> _Task to complete_: The first line of the entries is where the copy starts and the line with "Target: winter coat" is where it ends; set down each line exactly, both ends included, and drop pictures.

(Beginning of Supplied records)

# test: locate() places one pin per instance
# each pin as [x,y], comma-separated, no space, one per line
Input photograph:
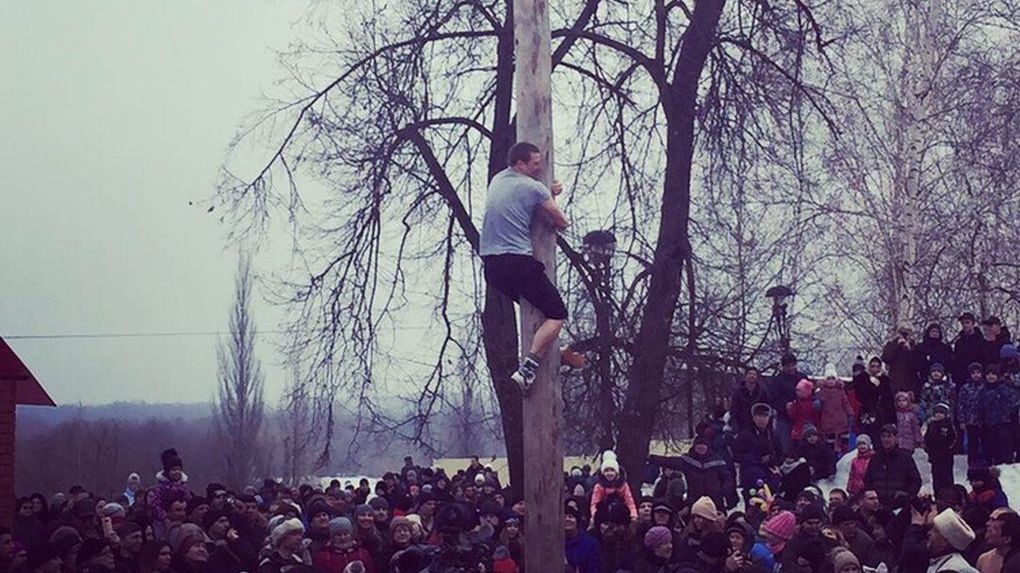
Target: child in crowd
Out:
[908,424]
[939,443]
[996,405]
[836,412]
[936,389]
[612,484]
[968,407]
[859,466]
[805,410]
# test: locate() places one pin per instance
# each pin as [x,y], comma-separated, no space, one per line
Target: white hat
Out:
[609,461]
[290,526]
[955,529]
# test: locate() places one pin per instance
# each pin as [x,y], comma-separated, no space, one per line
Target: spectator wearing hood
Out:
[874,391]
[997,403]
[836,412]
[949,536]
[804,410]
[581,549]
[758,451]
[343,550]
[996,336]
[858,540]
[859,465]
[936,389]
[612,484]
[810,520]
[891,471]
[706,473]
[933,350]
[818,454]
[940,443]
[904,361]
[171,483]
[781,391]
[748,393]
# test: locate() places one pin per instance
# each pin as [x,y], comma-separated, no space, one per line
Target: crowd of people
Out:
[746,498]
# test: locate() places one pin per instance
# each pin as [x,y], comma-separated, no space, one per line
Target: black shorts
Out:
[523,276]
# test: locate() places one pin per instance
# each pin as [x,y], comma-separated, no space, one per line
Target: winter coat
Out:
[968,404]
[904,364]
[802,412]
[335,560]
[796,476]
[743,400]
[858,469]
[158,497]
[953,562]
[835,409]
[758,451]
[932,351]
[990,349]
[605,488]
[909,426]
[876,401]
[940,438]
[781,389]
[706,475]
[820,457]
[275,563]
[893,472]
[582,554]
[967,349]
[996,404]
[931,394]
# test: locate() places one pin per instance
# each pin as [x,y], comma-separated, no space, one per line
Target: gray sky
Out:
[116,113]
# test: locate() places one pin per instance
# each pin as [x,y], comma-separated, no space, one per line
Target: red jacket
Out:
[334,560]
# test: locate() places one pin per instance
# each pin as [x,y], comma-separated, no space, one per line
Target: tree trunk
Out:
[672,244]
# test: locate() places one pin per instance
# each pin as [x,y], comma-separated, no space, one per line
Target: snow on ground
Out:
[1010,475]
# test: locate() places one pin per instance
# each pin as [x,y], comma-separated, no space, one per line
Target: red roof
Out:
[13,371]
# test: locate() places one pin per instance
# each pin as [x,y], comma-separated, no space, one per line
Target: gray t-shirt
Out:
[510,204]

(End of Supplied records)

> _Task result_:
# test: locate() places one pin per instance
# each pin as [x,y], comma-separated, no space, one per line
Input photograph:
Target: child in crowd
Out:
[908,424]
[939,443]
[996,405]
[836,412]
[936,389]
[612,484]
[968,407]
[859,466]
[805,410]
# test: locate() places one pin per instance
# each pin as [x,y], comma-separated, no space, one per line
Target: white hat
Out:
[609,461]
[290,526]
[955,529]
# test: locate() places one pin per instance
# each pin as [x,y], comma-separated, no space, one per line
Target: spectator wearing hood
Out:
[874,391]
[997,403]
[836,412]
[949,536]
[804,410]
[581,549]
[758,451]
[343,550]
[996,336]
[858,540]
[859,465]
[936,389]
[612,484]
[810,520]
[891,471]
[706,473]
[933,350]
[818,454]
[940,443]
[904,361]
[171,483]
[781,391]
[748,393]
# test: locate() places one pin per instance
# each pin as [x,y], comma-separated, no space, one per line
Target: crowd of people
Out:
[746,498]
# test: locate() places one pin per instance
# each pin as [x,y], comma-separated, no space, one per line
Target: black shorts
Out:
[523,276]
# test: locate() places one pin per instance
# each pin as [x,y], comma-separated, no space, one per line
Target: winter coat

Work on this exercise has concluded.